**INPUT FOR THIS TASK:**
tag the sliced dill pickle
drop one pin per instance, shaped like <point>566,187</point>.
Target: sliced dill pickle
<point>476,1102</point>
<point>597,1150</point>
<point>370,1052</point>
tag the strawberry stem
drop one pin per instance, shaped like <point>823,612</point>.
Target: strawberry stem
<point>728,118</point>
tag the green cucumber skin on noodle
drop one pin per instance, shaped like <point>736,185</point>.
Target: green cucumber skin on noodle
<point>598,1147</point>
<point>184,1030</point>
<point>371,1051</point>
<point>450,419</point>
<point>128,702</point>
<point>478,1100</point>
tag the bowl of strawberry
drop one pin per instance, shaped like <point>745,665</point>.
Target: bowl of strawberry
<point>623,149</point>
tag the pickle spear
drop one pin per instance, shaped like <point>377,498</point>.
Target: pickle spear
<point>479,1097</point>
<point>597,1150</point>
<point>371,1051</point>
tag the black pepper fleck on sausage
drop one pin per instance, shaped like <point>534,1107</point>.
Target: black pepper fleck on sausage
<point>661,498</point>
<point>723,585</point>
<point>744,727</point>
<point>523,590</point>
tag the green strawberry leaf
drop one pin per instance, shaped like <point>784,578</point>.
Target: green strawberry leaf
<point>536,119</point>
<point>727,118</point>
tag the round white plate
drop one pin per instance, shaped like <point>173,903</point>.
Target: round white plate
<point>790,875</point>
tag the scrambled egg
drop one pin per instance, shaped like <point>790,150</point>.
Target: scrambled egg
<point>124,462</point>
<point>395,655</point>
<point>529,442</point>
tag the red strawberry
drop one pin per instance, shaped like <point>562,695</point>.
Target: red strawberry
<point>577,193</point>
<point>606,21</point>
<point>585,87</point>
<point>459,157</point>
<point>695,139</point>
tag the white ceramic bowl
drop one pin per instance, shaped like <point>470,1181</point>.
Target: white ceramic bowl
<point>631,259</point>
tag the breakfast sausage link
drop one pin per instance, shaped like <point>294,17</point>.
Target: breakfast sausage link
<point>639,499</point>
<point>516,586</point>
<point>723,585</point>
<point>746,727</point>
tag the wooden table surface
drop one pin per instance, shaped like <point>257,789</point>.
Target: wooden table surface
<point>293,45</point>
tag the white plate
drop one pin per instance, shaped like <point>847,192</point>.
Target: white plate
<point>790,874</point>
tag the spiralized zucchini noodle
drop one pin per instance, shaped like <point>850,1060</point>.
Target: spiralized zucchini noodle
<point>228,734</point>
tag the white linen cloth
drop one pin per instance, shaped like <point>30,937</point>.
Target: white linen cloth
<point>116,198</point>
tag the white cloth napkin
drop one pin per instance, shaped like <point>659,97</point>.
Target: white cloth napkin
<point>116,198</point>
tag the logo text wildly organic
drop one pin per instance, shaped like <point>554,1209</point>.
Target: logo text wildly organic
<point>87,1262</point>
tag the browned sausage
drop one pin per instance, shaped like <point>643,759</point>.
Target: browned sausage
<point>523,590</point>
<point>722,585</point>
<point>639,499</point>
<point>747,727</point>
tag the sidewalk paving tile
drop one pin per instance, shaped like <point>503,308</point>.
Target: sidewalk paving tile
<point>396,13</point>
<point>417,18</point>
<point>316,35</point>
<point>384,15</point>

**PROBLEM DESCRIPTION:** Once the line containing "Target: green strawberry leaf" is found, output it and each line after it through the end of the listing above, exactly, with nothing else.

**RESULT OF THIS TASK:**
Target: green strawberry leaf
<point>536,119</point>
<point>727,118</point>
tag the round white plate
drop one pin per instance, shaped like <point>173,903</point>.
Target: round white plate
<point>790,875</point>
tag the scrambled egg
drop one pin per instance, shaped like <point>790,150</point>.
Target: scrambled egg
<point>124,462</point>
<point>395,655</point>
<point>529,442</point>
tag the red strawberry
drop one pin per instance, shaped like <point>562,695</point>.
Target: red strawberry
<point>577,193</point>
<point>606,21</point>
<point>585,87</point>
<point>459,157</point>
<point>695,139</point>
tag the white ceramic bowl
drop one pin per instance, shaped like <point>470,1181</point>.
Target: white ceramic bowl
<point>631,259</point>
tag the breakfast sausage link
drop one pin per instance, shaped like <point>294,17</point>.
Target: breakfast sausage link
<point>639,499</point>
<point>516,586</point>
<point>723,585</point>
<point>746,727</point>
tag the wooden table surface
drop one pin per instance, shaped like <point>257,789</point>.
Target: wooden table surface
<point>293,45</point>
tag the white plate
drop one pin per instance, shaped like <point>847,192</point>.
Target: white plate
<point>790,874</point>
tag the spiralized zucchini noodle
drop one pin per instance, shaped like <point>850,1060</point>.
Target: spiralized zucchini noodle
<point>228,734</point>
tag the white linen cloth
drop one pin per instance, shaped like <point>30,937</point>.
Target: white linen cloth
<point>116,198</point>
tag the white cloth napkin
drop one pin per instance, shaped like <point>659,97</point>.
Target: white cloth napkin
<point>116,198</point>
tag the logo text wildly organic
drop one pin per instance, shaped like <point>554,1209</point>.
Target: logo text wildly organic
<point>87,1262</point>
tag the browned sausage
drop one pin per instance, shaped like <point>643,759</point>.
Target: browned sausage
<point>523,590</point>
<point>722,585</point>
<point>639,499</point>
<point>747,727</point>
tag the sidewalk paving tile
drop one pin per instance, shaped like <point>503,308</point>.
Target: sidewalk paving tile
<point>396,13</point>
<point>417,18</point>
<point>316,35</point>
<point>384,15</point>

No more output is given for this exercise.